Top of Provided passage

On October 14, 1912—105 years ago today—Theodore Roosevelt was on the campaign trail in Milwaukee, running for another term. It was a tough race: Democratic candidate Woodrow Wilson proved to be a formidable opponent, and William Howard Taft, while unpopular, was the Republican incumbent. Roosevelt was running as a third-party Progressive, and in order to keep pace with his big-ticket rivals he had to work hard. By this point in the election season, he was giving 15 to 20 speeches per day, most of which stretched on for an hour or sometimes more. But this day, TR didn't feel too well. His throat was scratchy, he was tired, and so he planned a relatively quick stop.

What Roosevelt and his security team didn't know was that a man with a .38 caliber revolver had been trailing the campaign since they departed New Orleans. For a thousand miles, he rode quietly, just waiting to get his shot at the Colonel.

Bottom of Provided passage

# Required action
Continue the passage about Theodore Roosevelt's 1912 campaign stop in Milwaukee, picking up after its final sentence. The data after this passage comes from a separate source.

Top of Recorded data

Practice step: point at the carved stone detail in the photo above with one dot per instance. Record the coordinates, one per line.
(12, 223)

Bottom of Recorded data

# Output
John Schrank was a Bavarian-born saloon-keeper from New York. He'd had some strange and troubling dreams in recent months, mostly about President McKinley, whose assassination resulted in Roosevelt's first term. In his dreams, Schrank said that President McKinley asked him to avenge his death and protect democracy from a three-term president. All Schrank had to do was kill Roosevelt before he could be reelected.

"BUT FORTUNATELY I HAD MY MANUSCRIPT"

Roosevelt stood in the seat of his automobile to wave at the crowds and Schrank, who was standing in the front row of the crowd, had his shot. He took aim: point-blank, right at Roosevelt’s head. Then three things happened at the same time. A bystander hit Schrank’s arm; Roosevelt’s security detail spotted the gun and leapt from the car; Schrank pulled the trigger. The shot landed squarely in Roosevelt’s chest just as Schrank was tackled and put in a headlock by the bodyguard. Roosevelt is said not to have noticed he was hit until he reached into his overcoat and felt the blood on his fingers.

But it turns out that Teddy’s long-winded speeches saved his life that day: The bullet traveled through a 50-page copy of his prepared speech and the steel eyeglasses case he carried in the same pocket. The bullet was slowed enough not to reach his lung or heart, which Teddy deduced from the absence of blood when he spoke or coughed. He refused to go to a hospital and insisted on giving his speech.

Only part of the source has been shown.